* [Apply what you read]
1 - Could you update the passage on Darwin and plants from "Much of his" to "vegetable mould (1881).", with "garden" changed to "yard"?
2 - Do these statements agree with the passage on Darwin and plants? (a) Down House was Darwin's family home from 1842; (b) Darwin picked up 12 kinds of seeds in his garden over six months; (c) his study of worms forming vegetable mould dates from 1862. Answer each yes or no, quoting the passage's deciding words.

____ Source extract

Tennyson's phrase "red in tooth and claw" has long attached to Darwinian nature. Yet Darwin was always, and sometimes mainly, concerned with plants. As he explained in On the Origin of Species (1859), he meant the term "struggle for existence" to evoke not just starving animals in mortal combat, but plants fighting against the elements (drought, say) and against each other, competing for ground space for their seeds or for the attentions of seed-spreading birds.
Much of his knowledge of plants was acquired at first hand. The Origin is full of Darwin's botanical observations, some reporting experiments done in and around Down House, Darwin's family home from 1842. "In the course of two months, I picked up in my garden 12 kinds of seeds, out of the excrement of small birds, and these seemed perfect, and some of them, which I tried, germinated." Then there were the many botanical books that followed, describing Down-based studies over an extraordinary range, from reproduction in orchids (1862) to the role of worms in forming vegetable mould (1881).

________
____ Exercise data

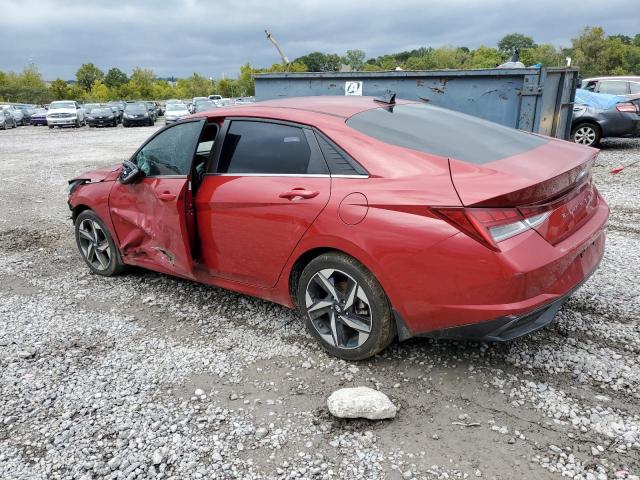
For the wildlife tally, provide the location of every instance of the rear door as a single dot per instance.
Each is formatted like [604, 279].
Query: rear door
[150, 216]
[268, 184]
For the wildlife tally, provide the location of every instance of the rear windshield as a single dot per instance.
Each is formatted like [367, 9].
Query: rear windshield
[443, 132]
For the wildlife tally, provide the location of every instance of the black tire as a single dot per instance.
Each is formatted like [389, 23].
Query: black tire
[586, 133]
[382, 326]
[114, 266]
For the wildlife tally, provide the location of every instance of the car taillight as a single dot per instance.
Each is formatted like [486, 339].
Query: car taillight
[627, 107]
[490, 226]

________

* [Expected outputs]
1 -
Much of his knowledge of plants was acquired at first hand. The Origin is full of Darwin's botanical observations, some reporting experiments done in and around Down House, Darwin's family home from 1842. "In the course of two months, I picked up in my yard 12 kinds of seeds, out of the excrement of small birds, and these seemed perfect, and some of them, which I tried, germinated." Then there were the many botanical books that followed, describing Down-based studies over an extraordinary range, from reproduction in orchids (1862) to the role of worms in forming vegetable mould (1881).

2 -
(a) Yes: "Down House, Darwin's family home from 1842"
(b) No: "In the course of two months, I picked up in my garden 12 kinds of seeds"
(c) No: "the role of worms in forming vegetable mould (1881)"